Recorded data:
# # # # # # #

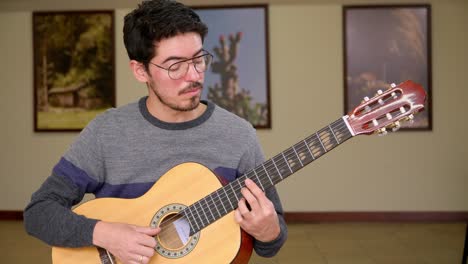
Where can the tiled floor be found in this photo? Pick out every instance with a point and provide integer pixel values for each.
(360, 243)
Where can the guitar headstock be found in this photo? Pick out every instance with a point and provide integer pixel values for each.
(387, 109)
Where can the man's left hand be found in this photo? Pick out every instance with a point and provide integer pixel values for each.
(261, 219)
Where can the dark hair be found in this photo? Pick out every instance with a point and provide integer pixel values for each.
(155, 20)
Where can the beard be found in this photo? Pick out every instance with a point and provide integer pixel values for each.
(191, 105)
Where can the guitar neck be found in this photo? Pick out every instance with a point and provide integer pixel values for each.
(224, 200)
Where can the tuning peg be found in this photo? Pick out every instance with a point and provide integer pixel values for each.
(382, 131)
(409, 118)
(396, 126)
(375, 122)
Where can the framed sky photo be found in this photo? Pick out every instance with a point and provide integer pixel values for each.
(73, 68)
(387, 44)
(239, 76)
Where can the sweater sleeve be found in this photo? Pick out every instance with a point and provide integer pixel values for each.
(252, 158)
(48, 216)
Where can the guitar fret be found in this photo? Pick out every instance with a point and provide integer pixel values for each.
(275, 170)
(219, 214)
(333, 133)
(222, 203)
(268, 176)
(209, 209)
(300, 161)
(287, 163)
(235, 194)
(307, 145)
(259, 181)
(318, 137)
(229, 200)
(276, 167)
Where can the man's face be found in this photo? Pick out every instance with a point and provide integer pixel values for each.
(182, 94)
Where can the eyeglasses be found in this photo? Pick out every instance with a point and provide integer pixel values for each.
(179, 69)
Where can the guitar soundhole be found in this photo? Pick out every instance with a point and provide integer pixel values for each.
(174, 240)
(174, 231)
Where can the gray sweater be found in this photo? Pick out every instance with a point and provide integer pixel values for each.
(124, 151)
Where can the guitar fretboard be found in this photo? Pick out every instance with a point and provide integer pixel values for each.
(224, 200)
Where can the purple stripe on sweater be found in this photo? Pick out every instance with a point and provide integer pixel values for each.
(78, 176)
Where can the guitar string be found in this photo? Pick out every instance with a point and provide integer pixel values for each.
(340, 129)
(326, 145)
(329, 144)
(300, 148)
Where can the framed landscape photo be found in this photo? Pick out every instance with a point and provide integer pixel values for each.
(74, 71)
(387, 44)
(239, 77)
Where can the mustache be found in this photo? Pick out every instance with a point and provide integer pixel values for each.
(191, 87)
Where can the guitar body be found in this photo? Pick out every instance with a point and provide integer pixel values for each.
(196, 192)
(221, 242)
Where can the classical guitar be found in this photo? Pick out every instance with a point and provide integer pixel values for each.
(197, 221)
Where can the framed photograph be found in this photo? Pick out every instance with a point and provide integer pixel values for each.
(74, 71)
(387, 44)
(239, 77)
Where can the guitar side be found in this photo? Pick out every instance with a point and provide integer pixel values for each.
(220, 242)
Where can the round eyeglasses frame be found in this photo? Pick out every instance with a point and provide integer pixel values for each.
(208, 58)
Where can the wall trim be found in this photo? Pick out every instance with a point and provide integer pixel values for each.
(317, 217)
(11, 215)
(405, 216)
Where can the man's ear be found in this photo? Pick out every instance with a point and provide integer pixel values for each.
(139, 71)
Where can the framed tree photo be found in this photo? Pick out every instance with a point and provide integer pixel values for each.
(387, 44)
(73, 68)
(239, 77)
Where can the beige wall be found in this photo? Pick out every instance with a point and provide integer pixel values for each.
(403, 171)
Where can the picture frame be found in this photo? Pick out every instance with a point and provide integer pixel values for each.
(385, 44)
(74, 68)
(239, 76)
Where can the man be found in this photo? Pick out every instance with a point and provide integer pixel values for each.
(122, 152)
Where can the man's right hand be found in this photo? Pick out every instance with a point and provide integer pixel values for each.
(130, 244)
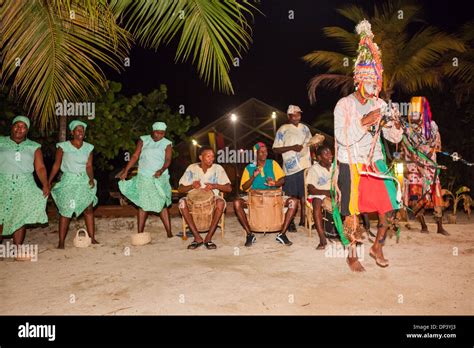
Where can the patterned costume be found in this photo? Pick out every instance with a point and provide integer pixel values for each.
(364, 182)
(145, 190)
(422, 185)
(21, 201)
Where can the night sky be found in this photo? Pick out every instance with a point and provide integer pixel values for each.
(272, 70)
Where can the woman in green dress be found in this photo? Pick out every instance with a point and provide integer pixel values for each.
(21, 201)
(76, 192)
(150, 189)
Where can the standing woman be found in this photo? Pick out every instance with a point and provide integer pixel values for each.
(150, 189)
(21, 201)
(76, 192)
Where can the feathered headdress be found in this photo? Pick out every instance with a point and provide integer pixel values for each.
(368, 65)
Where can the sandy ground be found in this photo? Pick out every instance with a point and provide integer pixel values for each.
(429, 274)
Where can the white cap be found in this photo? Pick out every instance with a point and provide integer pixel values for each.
(292, 109)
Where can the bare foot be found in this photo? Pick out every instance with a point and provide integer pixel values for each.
(321, 246)
(355, 265)
(377, 255)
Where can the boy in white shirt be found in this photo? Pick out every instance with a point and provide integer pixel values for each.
(208, 176)
(319, 186)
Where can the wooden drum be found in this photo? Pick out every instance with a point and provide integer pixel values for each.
(265, 210)
(201, 204)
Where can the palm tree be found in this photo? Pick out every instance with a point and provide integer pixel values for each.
(53, 50)
(411, 61)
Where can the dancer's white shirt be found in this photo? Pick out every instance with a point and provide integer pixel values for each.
(352, 138)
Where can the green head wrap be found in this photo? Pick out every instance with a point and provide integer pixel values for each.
(23, 119)
(159, 126)
(76, 123)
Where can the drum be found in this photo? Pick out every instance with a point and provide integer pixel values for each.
(265, 210)
(201, 204)
(316, 140)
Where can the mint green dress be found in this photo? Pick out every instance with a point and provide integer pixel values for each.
(21, 201)
(144, 190)
(73, 193)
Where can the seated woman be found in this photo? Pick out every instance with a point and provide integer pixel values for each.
(266, 174)
(319, 185)
(150, 189)
(208, 176)
(76, 192)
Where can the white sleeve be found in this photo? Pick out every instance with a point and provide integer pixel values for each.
(311, 178)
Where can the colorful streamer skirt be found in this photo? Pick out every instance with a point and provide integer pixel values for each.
(21, 202)
(363, 193)
(428, 198)
(148, 192)
(73, 194)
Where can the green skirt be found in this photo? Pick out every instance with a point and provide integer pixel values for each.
(21, 202)
(148, 192)
(73, 194)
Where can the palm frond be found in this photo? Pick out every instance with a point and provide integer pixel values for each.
(212, 33)
(335, 62)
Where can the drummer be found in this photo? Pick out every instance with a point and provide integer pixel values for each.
(266, 174)
(319, 185)
(208, 176)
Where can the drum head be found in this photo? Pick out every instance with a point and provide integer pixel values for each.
(200, 195)
(317, 139)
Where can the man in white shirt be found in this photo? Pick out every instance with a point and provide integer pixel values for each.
(291, 142)
(208, 176)
(365, 182)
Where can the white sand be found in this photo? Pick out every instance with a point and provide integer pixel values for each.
(424, 277)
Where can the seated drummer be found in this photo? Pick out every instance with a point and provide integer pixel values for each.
(267, 174)
(208, 176)
(319, 185)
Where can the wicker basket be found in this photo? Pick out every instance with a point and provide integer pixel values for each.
(141, 238)
(82, 241)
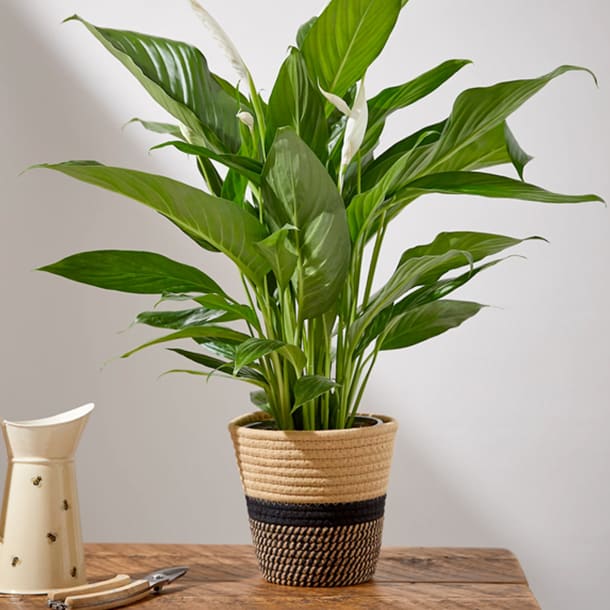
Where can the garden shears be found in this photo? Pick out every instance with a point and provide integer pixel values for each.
(115, 592)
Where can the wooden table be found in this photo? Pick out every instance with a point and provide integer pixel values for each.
(225, 577)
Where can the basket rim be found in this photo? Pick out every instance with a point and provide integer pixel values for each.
(237, 426)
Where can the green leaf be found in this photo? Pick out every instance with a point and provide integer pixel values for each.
(213, 180)
(253, 349)
(394, 98)
(295, 102)
(163, 128)
(201, 216)
(260, 400)
(409, 274)
(298, 191)
(476, 112)
(345, 40)
(250, 168)
(478, 245)
(235, 311)
(309, 387)
(280, 253)
(133, 271)
(180, 319)
(517, 155)
(246, 373)
(177, 77)
(195, 332)
(489, 185)
(425, 294)
(304, 30)
(427, 321)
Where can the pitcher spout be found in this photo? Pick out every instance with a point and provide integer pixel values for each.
(52, 438)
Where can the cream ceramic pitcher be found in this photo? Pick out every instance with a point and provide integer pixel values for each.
(41, 543)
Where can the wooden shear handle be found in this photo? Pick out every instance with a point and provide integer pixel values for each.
(113, 593)
(110, 598)
(112, 583)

# # # # # # #

## [TASK BRIEF]
All lines from the one with "Where can the wooden shear" to the end of the entries above are to be written out exactly, the first and last included.

## [RESULT OF THE TASK]
Where can the wooden shear handle be found in this photo? Pick out every instance with a point and provide integer pixel values for each.
(113, 593)
(110, 598)
(112, 583)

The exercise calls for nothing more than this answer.